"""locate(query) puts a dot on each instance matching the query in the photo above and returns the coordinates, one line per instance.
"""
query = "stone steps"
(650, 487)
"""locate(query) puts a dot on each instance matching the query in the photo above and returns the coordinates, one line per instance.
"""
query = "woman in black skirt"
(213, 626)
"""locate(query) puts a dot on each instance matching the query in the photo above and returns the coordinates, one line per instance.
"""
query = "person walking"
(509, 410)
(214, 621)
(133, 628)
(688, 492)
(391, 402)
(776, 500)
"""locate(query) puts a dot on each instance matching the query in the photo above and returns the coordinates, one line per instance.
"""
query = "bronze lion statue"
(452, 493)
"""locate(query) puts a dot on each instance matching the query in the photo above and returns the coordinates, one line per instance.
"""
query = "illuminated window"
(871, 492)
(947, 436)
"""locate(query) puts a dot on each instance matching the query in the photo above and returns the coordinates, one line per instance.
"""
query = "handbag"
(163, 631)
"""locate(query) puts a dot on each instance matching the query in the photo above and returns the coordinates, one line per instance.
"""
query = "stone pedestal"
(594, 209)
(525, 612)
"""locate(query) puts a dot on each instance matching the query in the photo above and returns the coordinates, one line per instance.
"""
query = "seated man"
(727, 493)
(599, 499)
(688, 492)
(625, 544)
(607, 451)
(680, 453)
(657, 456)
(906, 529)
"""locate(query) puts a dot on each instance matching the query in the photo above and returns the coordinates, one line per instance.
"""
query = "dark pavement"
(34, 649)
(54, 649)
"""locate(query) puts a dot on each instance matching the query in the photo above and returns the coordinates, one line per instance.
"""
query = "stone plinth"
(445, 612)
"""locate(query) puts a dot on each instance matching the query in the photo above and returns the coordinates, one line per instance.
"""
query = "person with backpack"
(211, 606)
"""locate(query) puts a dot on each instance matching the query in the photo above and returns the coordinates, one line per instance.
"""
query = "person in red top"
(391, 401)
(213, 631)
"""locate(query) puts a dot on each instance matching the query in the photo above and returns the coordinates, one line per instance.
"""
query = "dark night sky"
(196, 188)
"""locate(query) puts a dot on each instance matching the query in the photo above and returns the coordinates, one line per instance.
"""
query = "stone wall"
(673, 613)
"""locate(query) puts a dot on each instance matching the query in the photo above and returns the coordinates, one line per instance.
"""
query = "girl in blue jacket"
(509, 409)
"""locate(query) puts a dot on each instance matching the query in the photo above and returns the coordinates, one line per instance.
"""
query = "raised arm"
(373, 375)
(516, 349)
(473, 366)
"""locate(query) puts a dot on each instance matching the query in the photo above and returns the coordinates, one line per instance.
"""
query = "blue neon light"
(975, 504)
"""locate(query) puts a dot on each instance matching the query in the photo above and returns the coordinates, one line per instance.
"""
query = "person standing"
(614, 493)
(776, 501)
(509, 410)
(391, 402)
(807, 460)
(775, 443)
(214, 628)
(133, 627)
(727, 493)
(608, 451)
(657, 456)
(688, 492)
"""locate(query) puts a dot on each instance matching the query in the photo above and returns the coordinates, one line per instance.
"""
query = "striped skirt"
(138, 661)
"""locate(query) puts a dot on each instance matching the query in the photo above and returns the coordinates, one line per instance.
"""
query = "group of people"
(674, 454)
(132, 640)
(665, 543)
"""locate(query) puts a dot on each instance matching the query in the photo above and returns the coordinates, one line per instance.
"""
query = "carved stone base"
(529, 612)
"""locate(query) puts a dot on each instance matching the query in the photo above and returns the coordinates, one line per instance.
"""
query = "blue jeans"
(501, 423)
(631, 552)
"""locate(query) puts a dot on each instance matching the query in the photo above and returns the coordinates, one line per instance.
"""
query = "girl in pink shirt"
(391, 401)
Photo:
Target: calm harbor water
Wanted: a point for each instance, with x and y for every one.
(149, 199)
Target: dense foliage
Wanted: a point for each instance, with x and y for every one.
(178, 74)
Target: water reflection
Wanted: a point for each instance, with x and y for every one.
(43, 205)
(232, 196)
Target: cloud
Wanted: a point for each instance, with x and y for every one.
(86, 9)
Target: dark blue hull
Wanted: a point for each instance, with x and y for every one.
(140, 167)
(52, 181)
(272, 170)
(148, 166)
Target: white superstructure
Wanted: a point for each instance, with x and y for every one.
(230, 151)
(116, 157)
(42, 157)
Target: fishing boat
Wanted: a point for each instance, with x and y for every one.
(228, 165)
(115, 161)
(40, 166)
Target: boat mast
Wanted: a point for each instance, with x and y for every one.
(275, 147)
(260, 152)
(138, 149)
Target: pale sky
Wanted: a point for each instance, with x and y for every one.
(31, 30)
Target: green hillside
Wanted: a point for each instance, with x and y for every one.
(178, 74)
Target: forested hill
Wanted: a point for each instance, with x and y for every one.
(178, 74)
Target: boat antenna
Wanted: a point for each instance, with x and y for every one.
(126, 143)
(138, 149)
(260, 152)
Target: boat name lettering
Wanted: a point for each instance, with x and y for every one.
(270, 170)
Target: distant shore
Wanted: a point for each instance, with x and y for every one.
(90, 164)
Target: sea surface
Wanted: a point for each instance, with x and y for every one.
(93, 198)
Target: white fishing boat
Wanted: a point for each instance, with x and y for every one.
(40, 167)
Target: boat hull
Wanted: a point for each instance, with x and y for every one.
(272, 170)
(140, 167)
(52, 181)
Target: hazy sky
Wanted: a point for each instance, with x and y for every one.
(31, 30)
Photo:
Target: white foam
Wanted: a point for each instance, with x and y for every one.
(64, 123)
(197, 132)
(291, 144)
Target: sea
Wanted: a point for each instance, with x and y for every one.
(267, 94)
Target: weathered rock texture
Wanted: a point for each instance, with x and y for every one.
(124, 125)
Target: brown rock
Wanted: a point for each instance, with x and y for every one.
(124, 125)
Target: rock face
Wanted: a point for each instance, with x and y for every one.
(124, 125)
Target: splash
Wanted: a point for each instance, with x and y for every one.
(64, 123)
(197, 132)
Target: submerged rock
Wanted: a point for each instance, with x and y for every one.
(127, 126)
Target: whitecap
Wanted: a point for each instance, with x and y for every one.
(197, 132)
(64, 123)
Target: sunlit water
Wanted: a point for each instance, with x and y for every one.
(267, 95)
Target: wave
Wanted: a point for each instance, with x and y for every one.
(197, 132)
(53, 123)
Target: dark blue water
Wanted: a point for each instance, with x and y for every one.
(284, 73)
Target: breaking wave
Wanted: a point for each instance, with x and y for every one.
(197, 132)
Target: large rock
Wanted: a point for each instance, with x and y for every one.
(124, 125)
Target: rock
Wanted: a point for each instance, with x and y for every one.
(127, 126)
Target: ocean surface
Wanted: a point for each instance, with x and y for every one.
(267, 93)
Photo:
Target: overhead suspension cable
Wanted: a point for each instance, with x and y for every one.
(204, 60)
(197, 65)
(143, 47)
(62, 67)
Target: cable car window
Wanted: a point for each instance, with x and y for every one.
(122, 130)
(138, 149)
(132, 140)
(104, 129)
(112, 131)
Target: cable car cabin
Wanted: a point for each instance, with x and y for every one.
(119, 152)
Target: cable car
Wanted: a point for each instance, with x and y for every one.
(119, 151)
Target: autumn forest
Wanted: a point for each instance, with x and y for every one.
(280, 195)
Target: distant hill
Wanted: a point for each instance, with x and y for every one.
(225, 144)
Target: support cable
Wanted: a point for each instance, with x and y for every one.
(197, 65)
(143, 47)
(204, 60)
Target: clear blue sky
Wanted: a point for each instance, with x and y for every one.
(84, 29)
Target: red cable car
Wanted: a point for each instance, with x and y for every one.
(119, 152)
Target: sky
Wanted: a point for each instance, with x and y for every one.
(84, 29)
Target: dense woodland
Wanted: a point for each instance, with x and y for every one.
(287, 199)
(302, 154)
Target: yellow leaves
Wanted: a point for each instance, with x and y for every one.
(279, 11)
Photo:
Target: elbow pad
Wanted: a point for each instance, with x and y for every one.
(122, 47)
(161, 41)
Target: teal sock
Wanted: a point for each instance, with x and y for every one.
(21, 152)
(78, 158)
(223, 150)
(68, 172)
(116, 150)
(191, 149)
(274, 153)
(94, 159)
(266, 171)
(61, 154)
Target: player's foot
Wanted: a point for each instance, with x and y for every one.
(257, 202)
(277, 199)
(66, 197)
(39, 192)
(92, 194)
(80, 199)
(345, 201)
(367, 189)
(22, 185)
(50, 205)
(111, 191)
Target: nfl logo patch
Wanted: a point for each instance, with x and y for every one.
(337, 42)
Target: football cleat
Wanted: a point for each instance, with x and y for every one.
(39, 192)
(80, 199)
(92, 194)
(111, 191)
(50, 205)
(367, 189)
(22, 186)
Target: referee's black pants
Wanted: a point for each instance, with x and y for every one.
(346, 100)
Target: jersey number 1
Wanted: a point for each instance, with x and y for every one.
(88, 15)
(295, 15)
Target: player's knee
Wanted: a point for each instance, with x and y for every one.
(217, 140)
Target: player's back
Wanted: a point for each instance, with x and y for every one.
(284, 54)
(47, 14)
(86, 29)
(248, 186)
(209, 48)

□ □ □ □ □

- Directions for this task: Your task is to write out the lines from the one with "Target: player's foot" through the end of the records, exactly and with nothing added.

- Written answer:
Target: player's foot
Wanted: a point for each instance, with x and y for every one.
(257, 202)
(277, 199)
(66, 197)
(39, 192)
(92, 194)
(80, 199)
(345, 201)
(367, 189)
(22, 185)
(50, 205)
(111, 191)
Target: nfl logo patch
Wanted: a point for each instance, with x and y for every one.
(337, 42)
Target: football cleat
Wanted: a point for each instance, with x and y for every one.
(39, 192)
(80, 199)
(92, 194)
(111, 191)
(50, 205)
(367, 189)
(22, 186)
Target: referee's black pants
Wanted: a point for each instance, with x and y for every one.
(346, 100)
Target: jersey number 1
Wanted: a point for each instance, with x and y for every one.
(88, 15)
(295, 15)
Target: player's knee
Wanted: a point for each instance, with x and y for every one.
(217, 140)
Target: player's back
Wanted: a point for each instance, with x and y for every one.
(284, 54)
(47, 14)
(86, 29)
(248, 186)
(209, 48)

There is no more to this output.